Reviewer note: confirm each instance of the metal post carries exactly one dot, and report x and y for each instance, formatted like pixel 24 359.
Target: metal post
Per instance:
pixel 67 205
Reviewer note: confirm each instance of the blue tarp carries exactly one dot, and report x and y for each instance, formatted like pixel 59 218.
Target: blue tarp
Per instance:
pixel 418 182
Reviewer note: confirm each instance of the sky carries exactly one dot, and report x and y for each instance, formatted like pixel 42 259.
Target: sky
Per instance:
_ _ _
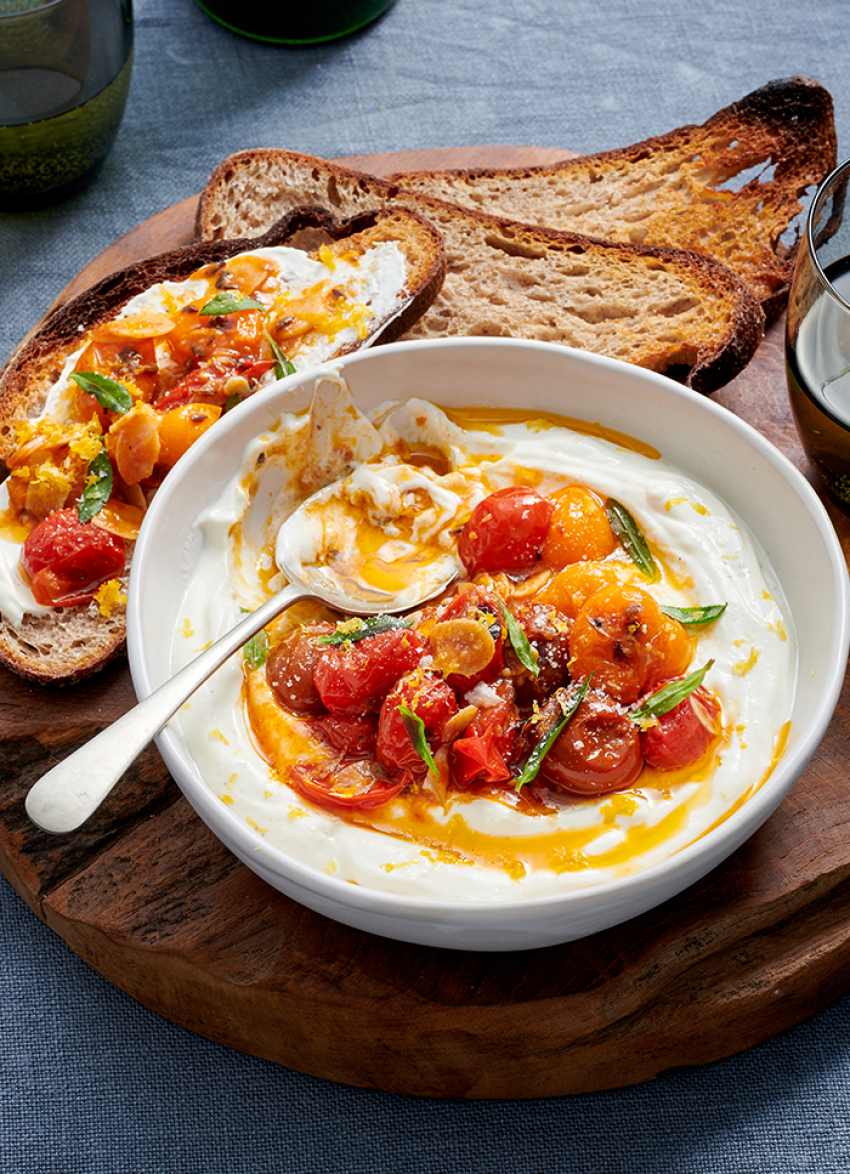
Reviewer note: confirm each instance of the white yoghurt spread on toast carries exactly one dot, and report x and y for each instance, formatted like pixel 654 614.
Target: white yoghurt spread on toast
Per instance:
_ _ _
- The task
Copy out, word for word, every line from the one containing "Reviewer note: confirm each instance of the metal" down to the one containing "pixel 418 182", both of these lines included.

- Output below
Reviewer note: confirm each instance of the metal post carries exactly one dot, and report x and y for each instance, formatted like pixel 24 359.
Target: metal post
Per instance:
pixel 67 205
Reviewer note: confirm each instance of the blue tarp carries exactly one dot, and report x and y for each instance, formatted like pixel 59 218.
Target: blue tarp
Per instance:
pixel 418 182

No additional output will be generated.